** BEGIN DATASET EXCERPTS **
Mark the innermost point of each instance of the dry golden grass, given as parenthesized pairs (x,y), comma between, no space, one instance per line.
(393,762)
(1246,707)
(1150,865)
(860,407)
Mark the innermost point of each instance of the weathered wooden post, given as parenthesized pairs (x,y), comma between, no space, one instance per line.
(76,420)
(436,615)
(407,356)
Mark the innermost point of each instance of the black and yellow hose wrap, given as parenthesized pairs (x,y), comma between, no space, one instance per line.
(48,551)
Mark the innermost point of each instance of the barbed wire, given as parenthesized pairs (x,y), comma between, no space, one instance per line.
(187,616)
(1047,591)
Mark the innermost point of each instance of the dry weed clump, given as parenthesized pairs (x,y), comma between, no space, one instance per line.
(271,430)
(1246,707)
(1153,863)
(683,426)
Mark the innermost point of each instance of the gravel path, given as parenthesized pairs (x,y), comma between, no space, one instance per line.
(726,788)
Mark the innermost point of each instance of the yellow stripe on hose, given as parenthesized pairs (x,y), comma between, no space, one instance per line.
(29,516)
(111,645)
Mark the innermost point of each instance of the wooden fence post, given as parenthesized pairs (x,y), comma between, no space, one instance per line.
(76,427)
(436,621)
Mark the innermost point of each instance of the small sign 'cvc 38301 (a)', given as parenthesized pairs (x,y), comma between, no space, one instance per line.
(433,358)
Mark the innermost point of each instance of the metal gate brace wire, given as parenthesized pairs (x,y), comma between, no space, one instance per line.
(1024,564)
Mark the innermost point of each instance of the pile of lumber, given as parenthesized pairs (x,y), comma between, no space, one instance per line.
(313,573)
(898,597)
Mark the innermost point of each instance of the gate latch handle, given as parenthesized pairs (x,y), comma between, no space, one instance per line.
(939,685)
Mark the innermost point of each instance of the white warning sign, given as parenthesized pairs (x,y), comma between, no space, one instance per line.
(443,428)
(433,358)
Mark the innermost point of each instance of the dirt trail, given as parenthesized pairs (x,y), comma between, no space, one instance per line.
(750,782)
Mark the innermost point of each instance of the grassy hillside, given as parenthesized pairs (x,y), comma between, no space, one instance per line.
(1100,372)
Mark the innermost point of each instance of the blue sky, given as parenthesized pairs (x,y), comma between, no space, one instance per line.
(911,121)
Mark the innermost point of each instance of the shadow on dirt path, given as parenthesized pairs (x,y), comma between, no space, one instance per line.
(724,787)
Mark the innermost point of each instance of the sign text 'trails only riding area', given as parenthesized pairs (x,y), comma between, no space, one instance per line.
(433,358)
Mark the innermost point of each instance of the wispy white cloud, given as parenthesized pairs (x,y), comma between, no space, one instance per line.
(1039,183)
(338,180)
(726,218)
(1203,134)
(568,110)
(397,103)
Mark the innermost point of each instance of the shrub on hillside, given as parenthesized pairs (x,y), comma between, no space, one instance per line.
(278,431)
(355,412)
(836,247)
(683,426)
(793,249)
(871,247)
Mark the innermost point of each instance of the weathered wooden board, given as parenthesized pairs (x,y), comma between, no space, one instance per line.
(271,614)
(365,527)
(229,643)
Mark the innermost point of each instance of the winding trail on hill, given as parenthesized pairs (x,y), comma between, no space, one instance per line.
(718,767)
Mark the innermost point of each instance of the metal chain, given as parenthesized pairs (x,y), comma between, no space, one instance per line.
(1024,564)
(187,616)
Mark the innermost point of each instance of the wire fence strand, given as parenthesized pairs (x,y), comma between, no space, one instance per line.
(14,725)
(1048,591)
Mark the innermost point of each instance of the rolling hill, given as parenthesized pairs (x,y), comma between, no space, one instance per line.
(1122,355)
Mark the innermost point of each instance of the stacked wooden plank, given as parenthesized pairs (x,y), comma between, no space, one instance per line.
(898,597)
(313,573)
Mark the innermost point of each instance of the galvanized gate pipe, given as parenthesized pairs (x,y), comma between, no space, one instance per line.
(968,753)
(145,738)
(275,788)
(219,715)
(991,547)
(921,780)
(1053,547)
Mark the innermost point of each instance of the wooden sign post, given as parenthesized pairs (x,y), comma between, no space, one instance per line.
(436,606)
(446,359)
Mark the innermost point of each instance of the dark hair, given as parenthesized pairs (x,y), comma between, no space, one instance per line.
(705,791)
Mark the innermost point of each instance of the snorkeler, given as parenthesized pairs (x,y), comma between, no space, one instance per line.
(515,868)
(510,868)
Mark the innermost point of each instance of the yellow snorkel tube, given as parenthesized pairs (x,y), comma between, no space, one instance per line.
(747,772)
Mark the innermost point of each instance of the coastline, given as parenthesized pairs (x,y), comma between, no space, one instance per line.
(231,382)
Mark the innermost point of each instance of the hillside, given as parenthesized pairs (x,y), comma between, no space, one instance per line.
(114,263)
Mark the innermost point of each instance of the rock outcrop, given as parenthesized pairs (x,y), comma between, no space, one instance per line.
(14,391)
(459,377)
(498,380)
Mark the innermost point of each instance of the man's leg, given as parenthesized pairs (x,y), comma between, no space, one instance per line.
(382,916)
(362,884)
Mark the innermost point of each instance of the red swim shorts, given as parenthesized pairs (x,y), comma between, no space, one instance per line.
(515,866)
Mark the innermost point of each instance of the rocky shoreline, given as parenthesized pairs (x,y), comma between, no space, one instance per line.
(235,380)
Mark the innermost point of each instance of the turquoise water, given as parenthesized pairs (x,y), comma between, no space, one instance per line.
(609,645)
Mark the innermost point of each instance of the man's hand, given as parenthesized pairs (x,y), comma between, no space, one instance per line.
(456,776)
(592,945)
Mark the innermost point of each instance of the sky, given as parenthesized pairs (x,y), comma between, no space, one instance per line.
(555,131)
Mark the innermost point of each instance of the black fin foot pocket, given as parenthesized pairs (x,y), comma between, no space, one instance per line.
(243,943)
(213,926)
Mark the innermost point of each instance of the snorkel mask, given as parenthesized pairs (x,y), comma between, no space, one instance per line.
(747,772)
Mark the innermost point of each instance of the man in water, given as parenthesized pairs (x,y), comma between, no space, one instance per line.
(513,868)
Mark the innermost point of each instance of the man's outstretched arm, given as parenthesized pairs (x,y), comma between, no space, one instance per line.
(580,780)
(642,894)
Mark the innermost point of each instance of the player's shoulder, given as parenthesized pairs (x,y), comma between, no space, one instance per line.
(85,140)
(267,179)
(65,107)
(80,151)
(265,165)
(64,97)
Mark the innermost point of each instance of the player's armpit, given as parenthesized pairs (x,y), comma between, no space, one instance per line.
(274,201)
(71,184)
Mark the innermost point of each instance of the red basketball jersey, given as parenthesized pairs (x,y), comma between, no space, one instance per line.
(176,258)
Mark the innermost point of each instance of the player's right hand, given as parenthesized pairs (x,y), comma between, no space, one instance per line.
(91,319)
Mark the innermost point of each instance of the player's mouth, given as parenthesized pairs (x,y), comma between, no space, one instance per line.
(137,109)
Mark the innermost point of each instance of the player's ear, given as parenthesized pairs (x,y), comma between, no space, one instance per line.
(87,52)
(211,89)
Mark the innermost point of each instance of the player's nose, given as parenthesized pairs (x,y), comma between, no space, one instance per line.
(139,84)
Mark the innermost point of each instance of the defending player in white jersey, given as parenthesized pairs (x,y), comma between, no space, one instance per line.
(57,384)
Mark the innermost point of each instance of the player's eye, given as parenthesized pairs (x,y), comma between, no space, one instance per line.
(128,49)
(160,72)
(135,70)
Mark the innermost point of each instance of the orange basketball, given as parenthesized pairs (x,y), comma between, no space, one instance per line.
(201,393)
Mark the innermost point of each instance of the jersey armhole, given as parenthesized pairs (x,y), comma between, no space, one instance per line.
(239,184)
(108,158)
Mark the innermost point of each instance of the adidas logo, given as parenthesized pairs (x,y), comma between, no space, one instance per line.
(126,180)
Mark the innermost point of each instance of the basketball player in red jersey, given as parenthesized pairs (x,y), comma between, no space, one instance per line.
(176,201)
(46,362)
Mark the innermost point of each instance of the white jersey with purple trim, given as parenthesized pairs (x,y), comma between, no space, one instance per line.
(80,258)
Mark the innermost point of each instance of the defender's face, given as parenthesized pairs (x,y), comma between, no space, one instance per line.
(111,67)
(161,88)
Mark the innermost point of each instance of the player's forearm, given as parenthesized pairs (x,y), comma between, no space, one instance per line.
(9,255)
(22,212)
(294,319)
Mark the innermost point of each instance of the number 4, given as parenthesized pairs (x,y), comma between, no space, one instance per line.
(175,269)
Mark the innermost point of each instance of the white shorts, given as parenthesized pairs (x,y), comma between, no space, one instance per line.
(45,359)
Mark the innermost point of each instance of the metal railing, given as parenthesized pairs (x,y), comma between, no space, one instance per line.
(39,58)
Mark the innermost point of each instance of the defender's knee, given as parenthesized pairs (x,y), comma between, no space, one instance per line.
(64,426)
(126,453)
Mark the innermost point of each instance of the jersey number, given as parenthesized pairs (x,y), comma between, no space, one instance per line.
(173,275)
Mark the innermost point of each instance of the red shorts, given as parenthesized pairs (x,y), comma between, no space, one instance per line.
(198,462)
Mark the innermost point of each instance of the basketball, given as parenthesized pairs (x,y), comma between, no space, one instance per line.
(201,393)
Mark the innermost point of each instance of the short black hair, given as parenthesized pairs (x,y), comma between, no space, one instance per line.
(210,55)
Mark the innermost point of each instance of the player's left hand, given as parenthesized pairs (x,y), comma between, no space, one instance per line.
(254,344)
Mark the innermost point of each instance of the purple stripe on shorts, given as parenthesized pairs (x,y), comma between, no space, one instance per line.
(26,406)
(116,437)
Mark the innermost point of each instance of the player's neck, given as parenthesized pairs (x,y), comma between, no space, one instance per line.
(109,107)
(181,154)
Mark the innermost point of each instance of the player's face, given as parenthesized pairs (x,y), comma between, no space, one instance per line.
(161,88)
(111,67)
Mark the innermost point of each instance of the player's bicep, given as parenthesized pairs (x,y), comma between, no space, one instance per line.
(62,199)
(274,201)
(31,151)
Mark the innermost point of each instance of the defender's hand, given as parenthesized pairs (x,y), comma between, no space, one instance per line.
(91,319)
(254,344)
** END DATASET EXCERPTS **
WHAT IS BEING ASKED –
Starting at the line that contains "Mark the innermost point of each instance of the short" and ending at the last line of the data, output each line as a row of a Markdown table with the columns Row and Text. Number the rows and leave out blank lines.

REPLY TO THE TASK –
| Row | Text |
|---|---|
| 1 | Mark the innermost point of each instance of the short black hair, given as parenthesized pairs (x,y), comma between, no space, one instance per line. |
| 2 | (210,55) |
| 3 | Mark the innermost point of each instance of the player's left hand, given as parenthesized pairs (x,y), comma between, no space, one instance per line. |
| 4 | (254,344) |
| 5 | Mark the innermost point of each instance of the purple stripe on shorts, given as parenthesized pairs (x,y), comma between, no space, one instance per line. |
| 6 | (26,406) |
| 7 | (116,437) |
| 8 | Mark the innermost point of each instance of the player's neck, given as parenthesized pairs (x,y), comma between, no space, one instance per line. |
| 9 | (109,107) |
| 10 | (181,154) |
| 11 | Mark the innermost point of each instance of the player's face, given as parenthesized pairs (x,y), comma between, no space, one instance per line. |
| 12 | (161,88) |
| 13 | (111,67) |
| 14 | Mark the innermost point of each instance of the player's bicep, given as parenthesized pairs (x,y), comma between, no space, one instance per line. |
| 15 | (62,199) |
| 16 | (274,201) |
| 17 | (31,151) |
| 18 | Mark the innermost point of each instance of the defender's hand, given as parenthesized pairs (x,y), comma between, no space, one instance per line. |
| 19 | (91,319) |
| 20 | (254,344) |